Start of Extract

Current state-of-the-art ports, protocols, and services scanning applications generally require an open port on the system being scanned and the use of a graphical user interface; additionally, those tools only provide scan results data from a single moment during system operational time. Those tools provide an incomplete view of the port usage of the system being scanned. Such inadequate views of system port usage should not be used for the validation of a given system’s reported port usage. Given dynamic port assignment by software, a need exists for a versatile and upgradable software package that can readily and cost-effectively report on ports protocols and services over an undefined period of time. In order to achieve this goal, Orbis, Inc. has developed PPSR, or Ports Protocols Services Recorder. PPSR is a free software package designed to be a low impact windows service in order to allow system validators to record ports, protocols, and service usage on a local system for any desired time period of the system’s operation. Orbis engineers and Computer Scientists are receptive to user feedback; and they have and will continue to incorporate user feedback into PPSR upgrades.
The off-the-shelf PPSR package runs as a service on Windows XP, Windows Server 2003, and Windows 7. The service generates ‘$’ delimited data in log files which can be helpful for security purposes, troubleshooting scenarios, and profiling systems’ port usage. It scans and logs protocol activity, port activity, active processes, and registered services on a local Microsoft Windows system over an extended period of time.

End of Extract
Start of Given entries

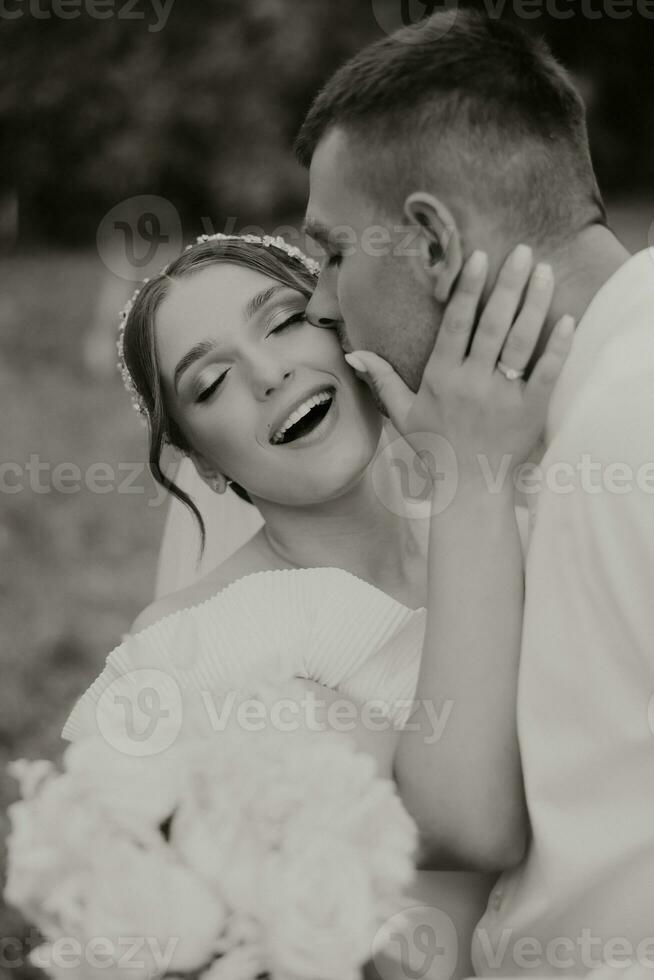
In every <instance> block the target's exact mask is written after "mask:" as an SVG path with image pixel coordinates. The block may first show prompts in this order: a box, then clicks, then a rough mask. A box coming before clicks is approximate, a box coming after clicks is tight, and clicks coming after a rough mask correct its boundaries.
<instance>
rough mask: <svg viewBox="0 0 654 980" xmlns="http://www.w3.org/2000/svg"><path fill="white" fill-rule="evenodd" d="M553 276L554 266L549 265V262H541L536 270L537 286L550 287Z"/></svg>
mask: <svg viewBox="0 0 654 980" xmlns="http://www.w3.org/2000/svg"><path fill="white" fill-rule="evenodd" d="M553 276H554V273H553V272H552V266H551V265H548V264H547V262H539V263H538V265H537V266H536V268H535V269H534V275H533V279H534V283H535V284H536V285H537V286H549V284H550V283H551V281H552V278H553Z"/></svg>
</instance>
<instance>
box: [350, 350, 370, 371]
mask: <svg viewBox="0 0 654 980" xmlns="http://www.w3.org/2000/svg"><path fill="white" fill-rule="evenodd" d="M345 360H346V361H347V363H348V364H349V365H350V367H351V368H353V369H354V370H355V371H358V372H359V374H367V373H368V368H367V367H366V366H365V364H364V363H363V361H362V360H361V358H360V357H357V355H356V354H346V355H345Z"/></svg>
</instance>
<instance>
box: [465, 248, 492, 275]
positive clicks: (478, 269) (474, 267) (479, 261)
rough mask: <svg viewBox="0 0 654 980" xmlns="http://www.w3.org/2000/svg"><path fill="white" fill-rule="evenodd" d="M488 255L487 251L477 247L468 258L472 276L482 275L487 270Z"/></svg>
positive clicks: (470, 271) (470, 269) (469, 271)
mask: <svg viewBox="0 0 654 980" xmlns="http://www.w3.org/2000/svg"><path fill="white" fill-rule="evenodd" d="M487 265H488V256H487V255H486V253H485V252H482V251H480V250H479V249H477V251H476V252H473V253H472V255H471V256H470V258H469V259H468V272H469V274H470V275H471V276H481V275H483V274H484V272H485V271H486V266H487Z"/></svg>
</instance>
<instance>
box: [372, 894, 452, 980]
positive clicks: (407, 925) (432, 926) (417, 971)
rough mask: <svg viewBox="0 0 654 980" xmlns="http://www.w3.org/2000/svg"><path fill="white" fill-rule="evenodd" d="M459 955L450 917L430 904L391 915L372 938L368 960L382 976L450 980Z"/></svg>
mask: <svg viewBox="0 0 654 980" xmlns="http://www.w3.org/2000/svg"><path fill="white" fill-rule="evenodd" d="M458 958H459V937H458V934H457V931H456V926H455V925H454V922H453V921H452V919H451V917H450V916H449V915H448V914H447V912H444V911H443V910H442V909H439V908H435V907H434V906H431V905H415V906H413V907H411V908H408V909H405V910H404V911H403V912H398V913H397V914H396V915H394V916H391V918H390V919H388V920H387V921H386V922H385V923H384V925H383V926H382V927H381V929H380V930H379V931H378V932H377V934H376V936H375V938H374V940H373V952H372V957H371V959H372V962H373V964H374V966H375V969H376V970H377V972H378V974H379V975H380V977H382V980H399V978H401V980H405V978H406V980H428V978H429V977H435V976H438V980H450V978H451V977H452V976H453V974H454V971H455V970H456V966H457V962H458Z"/></svg>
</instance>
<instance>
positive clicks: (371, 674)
mask: <svg viewBox="0 0 654 980" xmlns="http://www.w3.org/2000/svg"><path fill="white" fill-rule="evenodd" d="M425 617H426V610H425V609H416V610H413V609H409V608H408V607H407V606H404V605H402V603H400V602H398V601H397V600H395V599H393V598H392V597H391V596H389V595H387V594H386V593H385V592H382V591H381V590H380V589H378V588H376V587H375V586H373V585H370V584H369V583H368V582H365V581H363V580H362V579H360V578H357V576H355V575H352V574H351V573H349V572H345V571H343V570H342V569H339V568H301V569H276V570H273V571H262V572H253V573H251V574H249V575H246V576H244V577H243V578H241V579H238V580H237V581H235V582H233V583H232V584H230V585H229V586H227V587H226V588H225V589H223V590H222V591H221V592H219V593H217V594H216V595H215V596H212V597H211V598H209V599H206V600H205V601H204V602H201V603H199V604H198V605H195V606H191V607H189V608H187V609H182V610H180V611H178V612H175V613H172V614H171V615H168V616H165V617H164V618H163V619H161V620H159V621H158V622H156V623H153V624H152V625H151V626H148V627H147V628H146V629H144V630H142V631H141V632H140V633H137V634H135V635H134V636H128V637H126V638H125V640H124V641H123V642H122V643H121V644H120V645H119V646H117V647H116V648H115V649H114V650H112V651H111V653H110V654H109V656H108V657H107V661H106V665H105V668H104V670H103V671H102V673H101V674H100V675H99V677H98V678H97V680H96V681H95V682H94V683H93V684H92V685H91V687H90V688H89V689H88V690H87V691H86V692H85V693H84V694H83V695H82V696H81V698H80V699H79V701H78V702H77V704H76V705H75V707H74V708H73V710H72V712H71V714H70V716H69V718H68V720H67V722H66V724H65V726H64V729H63V733H62V734H63V737H64V738H65V739H68V740H70V741H74V740H75V739H77V738H79V737H80V736H81V735H84V734H86V735H88V734H92V733H95V732H96V730H97V729H96V713H97V706H98V703H99V702H100V699H101V698H102V695H103V693H104V691H105V690H106V689H107V687H108V686H109V685H111V684H113V683H114V682H115V681H116V679H117V678H119V677H121V676H124V675H125V674H127V673H128V672H129V671H133V670H137V669H142V668H143V667H149V668H155V669H157V670H160V671H163V672H165V673H167V674H169V675H170V676H171V678H172V679H173V680H174V681H175V682H176V683H177V684H178V685H179V686H180V687H181V688H182V689H185V690H188V689H191V688H193V687H194V686H197V688H198V689H203V690H207V689H209V690H212V691H215V692H220V691H223V690H231V689H234V688H239V689H247V688H248V687H251V686H252V685H254V684H256V683H257V682H258V681H259V680H260V679H261V678H265V679H266V680H268V681H270V680H273V679H274V680H276V681H279V682H283V681H284V680H287V679H291V678H293V677H302V678H309V679H310V680H313V681H317V682H318V683H320V684H323V685H324V686H326V687H329V688H332V689H334V690H338V691H341V692H343V693H344V694H346V695H348V696H350V697H352V698H354V699H355V700H357V701H368V700H371V699H374V700H375V701H378V702H380V703H382V702H383V704H384V705H385V706H386V710H387V713H388V716H389V718H390V719H392V720H393V722H394V724H396V725H397V726H398V727H401V726H402V725H403V724H404V722H405V721H406V718H407V716H408V713H409V710H410V705H411V701H412V698H413V695H414V692H415V686H416V681H417V676H418V666H419V662H420V654H421V649H422V641H423V636H424V628H425Z"/></svg>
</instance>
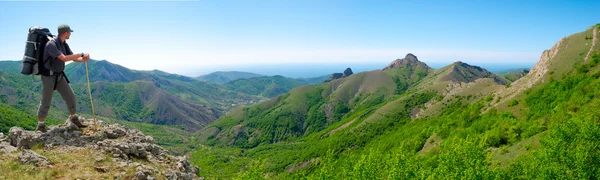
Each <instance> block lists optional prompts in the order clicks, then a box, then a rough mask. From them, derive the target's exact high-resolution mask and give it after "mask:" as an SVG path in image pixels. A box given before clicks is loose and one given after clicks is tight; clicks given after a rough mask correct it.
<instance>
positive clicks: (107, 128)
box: [104, 124, 127, 139]
mask: <svg viewBox="0 0 600 180" xmlns="http://www.w3.org/2000/svg"><path fill="white" fill-rule="evenodd" d="M126 133H127V131H126V130H125V127H123V126H122V125H116V124H111V125H108V127H106V128H105V129H104V134H106V137H108V138H109V139H117V138H119V137H123V136H125V135H126Z"/></svg>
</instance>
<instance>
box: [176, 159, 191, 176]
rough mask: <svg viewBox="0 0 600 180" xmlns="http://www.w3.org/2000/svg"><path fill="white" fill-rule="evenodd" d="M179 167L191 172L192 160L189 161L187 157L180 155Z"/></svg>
mask: <svg viewBox="0 0 600 180" xmlns="http://www.w3.org/2000/svg"><path fill="white" fill-rule="evenodd" d="M177 169H178V170H179V171H181V172H184V173H191V172H192V167H191V166H190V162H188V160H187V158H185V157H179V160H178V161H177Z"/></svg>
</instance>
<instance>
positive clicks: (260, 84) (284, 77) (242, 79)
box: [223, 76, 307, 98]
mask: <svg viewBox="0 0 600 180" xmlns="http://www.w3.org/2000/svg"><path fill="white" fill-rule="evenodd" d="M302 85H307V83H306V82H304V81H301V80H296V79H292V78H286V77H283V76H263V77H253V78H248V79H238V80H234V81H230V82H228V83H225V84H224V85H223V86H224V87H225V88H226V89H229V90H232V91H234V92H239V93H244V94H249V95H255V96H262V97H267V98H271V97H275V96H278V95H281V94H285V93H287V92H289V91H290V90H291V89H293V88H295V87H298V86H302Z"/></svg>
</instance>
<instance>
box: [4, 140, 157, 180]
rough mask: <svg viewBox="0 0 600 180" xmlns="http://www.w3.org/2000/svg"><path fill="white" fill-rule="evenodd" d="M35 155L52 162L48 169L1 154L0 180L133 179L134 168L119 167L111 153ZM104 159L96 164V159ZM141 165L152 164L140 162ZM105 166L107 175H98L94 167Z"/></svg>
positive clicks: (89, 150)
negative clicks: (117, 164) (64, 179)
mask: <svg viewBox="0 0 600 180" xmlns="http://www.w3.org/2000/svg"><path fill="white" fill-rule="evenodd" d="M34 151H35V152H36V153H38V154H40V155H42V156H45V157H47V158H48V159H49V160H50V162H51V163H52V166H51V167H36V166H34V165H29V164H22V163H21V162H20V161H19V160H18V158H17V156H18V152H15V153H13V154H12V155H4V156H2V158H5V159H3V160H2V161H0V172H3V173H1V174H0V179H9V178H10V179H112V178H113V177H114V175H115V174H117V173H121V172H124V173H125V174H124V176H123V178H124V179H130V178H133V177H134V174H135V168H136V167H129V166H126V167H118V166H117V164H116V163H115V162H113V161H112V157H111V154H108V153H102V152H100V151H98V150H94V149H89V148H77V149H64V148H63V147H60V148H58V149H52V150H45V149H37V150H34ZM98 158H100V159H103V160H101V161H98V162H97V161H96V159H98ZM139 162H140V163H141V164H144V165H150V166H152V164H150V163H148V162H144V161H139ZM96 166H98V167H107V168H108V169H109V171H108V172H106V173H102V172H98V171H97V170H96V169H95V168H94V167H96Z"/></svg>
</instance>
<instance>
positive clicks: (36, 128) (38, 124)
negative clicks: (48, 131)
mask: <svg viewBox="0 0 600 180" xmlns="http://www.w3.org/2000/svg"><path fill="white" fill-rule="evenodd" d="M35 130H36V131H42V132H46V124H38V127H36V128H35Z"/></svg>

End of Given entries

→ **Exercise A**
List everything the PPSR description says the service scans and logs on a local Windows system.
→ **Exercise B**
Write the next part of the PPSR description, picking up after its final sentence.

→ **Answer area A**
Protocol activity, port activity, active processes, and registered services.

→ **Answer area B**
When initiated, the PPSR periodically polls the system and records the results in a running log. For each system port log entry indicating system port activity the values included provide information on many items including the protocol, local address, foreign address, state, process ID, local physical address or IP address, local port number, foreign physical address or IP address, and foreign port number.
The PPSR service also probes the system and logs detailed configuration information about the local system configuration. The log entry values provide information on many items including operating system configuration, security information, product ID, hotfixes installed, and hardware properties, such as RAM space, disk space, network cards, domains, computers, and resources being shared by the system.
Additionally, the PPSR service scans information about processes executing on the system. Process log entries are unique and provide values for the image name, process ID, and the services associated with the image name.
By design PPSR log file data will provide the system administrator, system developer, or system validator the capability to identify and validate the usage of system resources critical to the configuration, validation, and security of a computer system.